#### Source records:
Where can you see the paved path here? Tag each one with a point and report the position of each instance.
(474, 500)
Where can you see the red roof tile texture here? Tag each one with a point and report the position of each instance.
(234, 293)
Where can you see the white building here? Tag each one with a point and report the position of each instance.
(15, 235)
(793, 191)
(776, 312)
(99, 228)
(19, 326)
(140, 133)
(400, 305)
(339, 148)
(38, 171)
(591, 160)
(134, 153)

#### WRITTEN EXERCISE:
Copy every item above word for word, keeping each one on its own line.

#### PROBLEM SOLUTION:
Where can you see the paved path here? Tag each one with a point and report the position of each instance.
(474, 500)
Where can you see the red roof tile texture here? Tag each one with a point and report the position of each instance.
(234, 293)
Where can you see the white building here? Tag each one with a point and report the position of each instance.
(15, 235)
(793, 191)
(776, 312)
(99, 228)
(19, 326)
(140, 133)
(400, 305)
(339, 148)
(38, 171)
(591, 160)
(134, 153)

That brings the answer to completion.